### [The task]
All entries must be transcribed exactly, down to the last character.

━━━━━━━━━━━━━━━━

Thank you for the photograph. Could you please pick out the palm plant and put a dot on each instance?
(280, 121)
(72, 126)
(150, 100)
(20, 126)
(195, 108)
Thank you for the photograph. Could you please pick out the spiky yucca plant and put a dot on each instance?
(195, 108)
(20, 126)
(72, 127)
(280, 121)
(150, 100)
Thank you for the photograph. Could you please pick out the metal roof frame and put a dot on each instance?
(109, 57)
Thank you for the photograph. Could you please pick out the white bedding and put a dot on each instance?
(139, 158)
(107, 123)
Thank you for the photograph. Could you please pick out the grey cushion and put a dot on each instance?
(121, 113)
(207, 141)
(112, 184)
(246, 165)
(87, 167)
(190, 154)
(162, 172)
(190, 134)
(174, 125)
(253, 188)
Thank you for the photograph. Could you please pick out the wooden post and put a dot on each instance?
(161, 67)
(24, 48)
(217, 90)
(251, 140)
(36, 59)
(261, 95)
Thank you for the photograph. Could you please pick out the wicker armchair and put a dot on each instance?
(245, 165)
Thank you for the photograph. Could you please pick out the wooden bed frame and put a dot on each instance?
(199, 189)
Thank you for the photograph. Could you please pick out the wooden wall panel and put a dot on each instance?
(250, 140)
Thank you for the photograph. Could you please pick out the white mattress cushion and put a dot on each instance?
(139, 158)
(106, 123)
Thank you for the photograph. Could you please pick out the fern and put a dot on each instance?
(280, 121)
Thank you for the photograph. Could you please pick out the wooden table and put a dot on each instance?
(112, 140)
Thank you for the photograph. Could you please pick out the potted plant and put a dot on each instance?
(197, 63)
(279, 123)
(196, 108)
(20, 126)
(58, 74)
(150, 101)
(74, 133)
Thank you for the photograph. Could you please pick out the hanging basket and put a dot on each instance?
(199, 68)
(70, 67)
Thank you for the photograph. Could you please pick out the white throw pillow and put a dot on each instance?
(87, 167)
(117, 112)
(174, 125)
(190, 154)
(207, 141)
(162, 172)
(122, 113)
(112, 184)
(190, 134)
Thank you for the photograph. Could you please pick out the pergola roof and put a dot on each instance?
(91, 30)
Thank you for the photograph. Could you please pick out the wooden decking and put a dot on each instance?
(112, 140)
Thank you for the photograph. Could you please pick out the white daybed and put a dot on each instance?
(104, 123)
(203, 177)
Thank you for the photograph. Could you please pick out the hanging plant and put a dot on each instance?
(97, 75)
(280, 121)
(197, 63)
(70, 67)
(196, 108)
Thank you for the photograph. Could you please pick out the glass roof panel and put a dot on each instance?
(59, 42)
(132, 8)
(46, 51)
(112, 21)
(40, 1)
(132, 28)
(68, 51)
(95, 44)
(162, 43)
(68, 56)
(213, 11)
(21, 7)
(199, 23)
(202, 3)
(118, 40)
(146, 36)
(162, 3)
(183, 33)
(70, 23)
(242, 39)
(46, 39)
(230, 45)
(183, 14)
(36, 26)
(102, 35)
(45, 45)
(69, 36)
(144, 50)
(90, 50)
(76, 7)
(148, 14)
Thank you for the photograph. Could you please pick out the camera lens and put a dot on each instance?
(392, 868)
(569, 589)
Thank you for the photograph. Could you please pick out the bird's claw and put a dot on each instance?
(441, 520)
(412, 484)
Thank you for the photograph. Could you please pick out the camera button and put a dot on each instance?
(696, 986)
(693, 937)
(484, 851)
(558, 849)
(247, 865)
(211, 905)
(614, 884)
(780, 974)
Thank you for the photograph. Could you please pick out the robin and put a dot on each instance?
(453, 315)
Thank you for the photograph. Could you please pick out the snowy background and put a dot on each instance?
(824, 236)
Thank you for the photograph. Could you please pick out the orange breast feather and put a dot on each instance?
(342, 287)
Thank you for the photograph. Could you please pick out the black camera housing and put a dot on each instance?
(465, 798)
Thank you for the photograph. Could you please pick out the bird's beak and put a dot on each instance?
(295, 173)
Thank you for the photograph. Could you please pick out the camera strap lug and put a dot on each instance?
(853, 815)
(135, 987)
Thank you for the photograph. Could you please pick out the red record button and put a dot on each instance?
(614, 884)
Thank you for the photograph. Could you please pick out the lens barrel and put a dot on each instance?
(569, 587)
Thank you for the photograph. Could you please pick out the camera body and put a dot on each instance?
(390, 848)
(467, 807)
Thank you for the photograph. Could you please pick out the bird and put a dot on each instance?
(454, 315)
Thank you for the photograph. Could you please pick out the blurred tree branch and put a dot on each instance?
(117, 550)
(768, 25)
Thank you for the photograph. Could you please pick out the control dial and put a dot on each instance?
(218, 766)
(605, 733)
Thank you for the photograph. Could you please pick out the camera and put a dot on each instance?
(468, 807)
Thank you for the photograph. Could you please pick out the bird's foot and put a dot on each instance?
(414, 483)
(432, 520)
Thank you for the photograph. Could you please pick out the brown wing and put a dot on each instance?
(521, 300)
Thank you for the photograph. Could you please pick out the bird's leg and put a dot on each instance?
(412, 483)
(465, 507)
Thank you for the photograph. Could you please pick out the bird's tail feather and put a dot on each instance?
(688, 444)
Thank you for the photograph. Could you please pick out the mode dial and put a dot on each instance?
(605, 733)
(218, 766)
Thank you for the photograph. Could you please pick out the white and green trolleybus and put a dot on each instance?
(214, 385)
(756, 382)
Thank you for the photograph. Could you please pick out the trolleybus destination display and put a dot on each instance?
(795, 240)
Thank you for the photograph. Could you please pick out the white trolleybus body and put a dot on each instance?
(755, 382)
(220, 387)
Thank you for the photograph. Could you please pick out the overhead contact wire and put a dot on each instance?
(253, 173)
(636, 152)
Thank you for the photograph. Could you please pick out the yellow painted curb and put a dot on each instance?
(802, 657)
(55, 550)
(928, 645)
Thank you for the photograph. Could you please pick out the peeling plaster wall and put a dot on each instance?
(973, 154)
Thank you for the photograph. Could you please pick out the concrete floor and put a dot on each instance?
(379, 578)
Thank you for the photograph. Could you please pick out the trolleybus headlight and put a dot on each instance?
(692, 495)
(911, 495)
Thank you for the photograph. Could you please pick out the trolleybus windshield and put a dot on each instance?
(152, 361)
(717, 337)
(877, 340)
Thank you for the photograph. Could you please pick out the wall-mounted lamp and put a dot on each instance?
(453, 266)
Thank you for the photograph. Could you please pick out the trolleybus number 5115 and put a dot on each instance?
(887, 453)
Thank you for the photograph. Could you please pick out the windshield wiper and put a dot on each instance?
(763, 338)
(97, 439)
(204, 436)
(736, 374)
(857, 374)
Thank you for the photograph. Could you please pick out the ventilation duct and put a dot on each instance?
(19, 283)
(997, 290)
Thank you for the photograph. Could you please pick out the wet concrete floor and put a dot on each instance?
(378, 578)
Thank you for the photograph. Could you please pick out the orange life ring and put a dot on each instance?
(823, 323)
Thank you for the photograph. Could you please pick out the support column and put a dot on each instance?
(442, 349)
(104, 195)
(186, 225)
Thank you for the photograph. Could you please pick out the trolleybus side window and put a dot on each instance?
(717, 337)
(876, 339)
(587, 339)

━━━━━━━━━━━━━━━━

### [Task response]
Thank you for the photograph. Could you please pick out the palm plant and put a dot on each instance?
(280, 121)
(72, 126)
(150, 100)
(20, 126)
(195, 108)
Thank you for the photograph. Could you please pick out the spiky yucca plant and put a dot on each instance?
(195, 108)
(20, 126)
(72, 127)
(280, 121)
(150, 100)
Thank you for the photograph. Could you please pick out the metal roof frame and put a dot on each instance?
(109, 57)
Thank you for the photograph. Could you please pick out the white bedding and put a dot on each instance?
(139, 158)
(107, 123)
Thank you for the photograph. Could you please pick out the grey cushion and put a dot on each instance?
(121, 113)
(207, 141)
(112, 184)
(246, 165)
(87, 167)
(190, 154)
(162, 172)
(190, 134)
(174, 125)
(253, 188)
Thank you for the photograph. Could you please pick out the wooden post and put a dot on each instance?
(161, 67)
(24, 48)
(217, 90)
(251, 140)
(36, 59)
(261, 95)
Thank you for the photograph. Could you please pick out the wicker armchair and put a dot on each instance?
(245, 165)
Thank you for the photograph. Could you please pick out the wooden bed frame and put a dot on each instance?
(199, 189)
Thank you for the photograph. Could you please pick out the wooden wall panel and put a dot on each instance?
(250, 140)
Thank you for the photograph. Could you please pick out the white mattress cushion and put a dot on each instance?
(139, 158)
(106, 123)
Thank you for the photograph. Could you please pick out the fern and put a dot on each instance?
(280, 121)
Thank you for the photograph. Could you please pick out the wooden table and put a dot on each instance?
(112, 140)
Thank you for the photograph. Could you please pick out the potted plant and put a dot on each instance?
(197, 63)
(279, 123)
(196, 108)
(20, 126)
(58, 74)
(150, 101)
(74, 133)
Thank you for the photograph. Could you please pick out the hanging basket and put a dot on each instance?
(199, 68)
(70, 67)
Thank you for the photograph. Could you please pick out the white throw pillow and put a dot on each instance?
(87, 167)
(117, 112)
(174, 125)
(190, 154)
(207, 141)
(162, 172)
(122, 113)
(112, 184)
(190, 134)
Thank you for the photograph. Could you please pick out the pergola roof and put a dot on each instance?
(91, 30)
Thank you for the photograph. Could you please pick out the wooden decking and put a dot on each instance?
(112, 140)
Thank you for the photograph. Could you please pick out the white daybed and put a dot on each instance?
(104, 123)
(203, 177)
Thank you for the photograph. Could you please pick out the hanging plant and put a dot on each instance?
(97, 75)
(280, 121)
(197, 63)
(70, 67)
(196, 108)
Thank you for the photograph. Could you please pick out the glass roof panel and put a dot on each instance?
(59, 42)
(132, 8)
(46, 51)
(112, 21)
(40, 1)
(132, 28)
(68, 51)
(95, 44)
(162, 43)
(68, 56)
(213, 11)
(21, 7)
(199, 23)
(202, 3)
(118, 40)
(146, 36)
(162, 3)
(183, 33)
(70, 23)
(242, 39)
(46, 39)
(230, 45)
(183, 14)
(36, 26)
(102, 35)
(45, 45)
(69, 36)
(144, 50)
(90, 50)
(76, 7)
(148, 14)
Thank you for the photograph. Could you please pick out the camera lens and put a dot on each instance?
(392, 868)
(569, 589)
Thank you for the photograph. Could you please pick out the bird's claw and put a dot on each instance?
(441, 520)
(412, 484)
Thank you for the photograph. Could you please pick out the camera button and put a dot on each instance?
(696, 986)
(693, 937)
(484, 851)
(558, 849)
(247, 865)
(211, 905)
(614, 884)
(780, 974)
Thank you for the photograph. Could you please pick out the robin and put a dot on each instance?
(453, 315)
Thank you for the photograph. Could you please pick out the snowy background and put a dot on each instance?
(824, 236)
Thank you for the photograph. Could you please pick out the orange breast feather and put a dot on each instance?
(342, 287)
Thank you for the photograph. Could you please pick out the black camera housing and put a dot on each instance?
(465, 798)
Thank you for the photograph. Could you please pick out the bird's beak and put a dot on each instance?
(295, 173)
Thank you for the photograph. Could you please pick out the camera strap lug and put a dot on each instance?
(853, 815)
(135, 987)
Thank you for the photograph. Could you please pick out the red record button and put a dot on each instance?
(614, 884)
Thank you for the photograph. Could you please pick out the lens barrel and put a dot on each instance?
(569, 587)
Thank you for the photograph. Could you please pick out the camera body and put a dot on each instance?
(390, 848)
(467, 807)
Thank you for the photograph. Could you please pick out the bird and put a dot on each instance?
(454, 315)
Thank you for the photograph. Could you please pick out the blurred tree branch and put a dot on each instance?
(117, 550)
(768, 25)
Thank you for the photograph. Could you please pick out the control dial and put a dot on each instance?
(218, 766)
(605, 733)
Thank you for the photograph. Could you please pick out the camera and put a dot on each instance?
(468, 807)
Thank you for the photograph. Could you please pick out the bird's foot and put a dot on each instance?
(414, 483)
(432, 520)
Thank you for the photograph. Could you please pick out the brown wing and put a dot on each instance?
(521, 300)
Thank you for the photograph. Could you please pick out the bird's leg and put a dot on each instance?
(412, 483)
(465, 507)
Thank you for the photograph. Could you please pick out the bird's tail feather and put a dot on each instance?
(688, 444)
Thank you for the photograph. Could you please pick out the mode dial and put a dot on each instance?
(605, 733)
(218, 766)
Thank you for the photograph. Could you please pick out the white and green trolleybus and put a dot on each instance?
(214, 385)
(756, 382)
Thank you for the photograph. Could you please pick out the trolleybus destination display and put a dot on each instance?
(795, 240)
Thank you for the photograph. Could you please pick out the white trolleybus body and put a dot on each instance?
(755, 382)
(220, 387)
Thank you for the photograph. Could you please pick out the overhead contact wire and put a dot on each instance?
(253, 173)
(636, 152)
Thank you for the photograph. Could you please pick out the yellow painted curb and put a dot on each instance?
(802, 657)
(55, 550)
(928, 645)
Thank you for the photograph. Could you please pick out the peeling plaster wall and put a dot on each instance?
(973, 154)
Thank you for the photograph. Could you please pick out the concrete floor and put a dot on each instance?
(379, 578)
Thank you for the photograph. Could you please pick out the trolleybus headlight and put a dot on each instance?
(692, 495)
(911, 495)
Thank you for the photograph. Could you please pick out the trolleybus windshield and put a dot on each instance?
(152, 361)
(717, 337)
(877, 340)
Thank you for the photograph. Could you please pick out the wall-mounted lamp and put a dot on each instance?
(453, 266)
Thank you for the photograph. Could you please pick out the trolleybus number 5115 and put a dot on each instance?
(887, 453)
Thank you for the photograph. Could you please pick out the windshield wiper and put a dot on each instance?
(763, 338)
(97, 439)
(204, 436)
(736, 374)
(857, 374)
Thank you for the photograph. Could you please pick out the ventilation duct and put a dot on each instance?
(19, 283)
(997, 290)
Thank you for the photograph. Could you please pick out the wet concrete floor and put a dot on each instance?
(378, 578)
Thank you for the photograph. Could you please pick out the orange life ring and put a dot on each instance?
(823, 323)
Thank you for the photograph. Could you please pick out the support column and put a dot on each instance?
(442, 349)
(104, 195)
(186, 225)
Thank you for the photograph. Could you please pick out the trolleybus side window and put a dot on each instance?
(717, 337)
(876, 339)
(587, 339)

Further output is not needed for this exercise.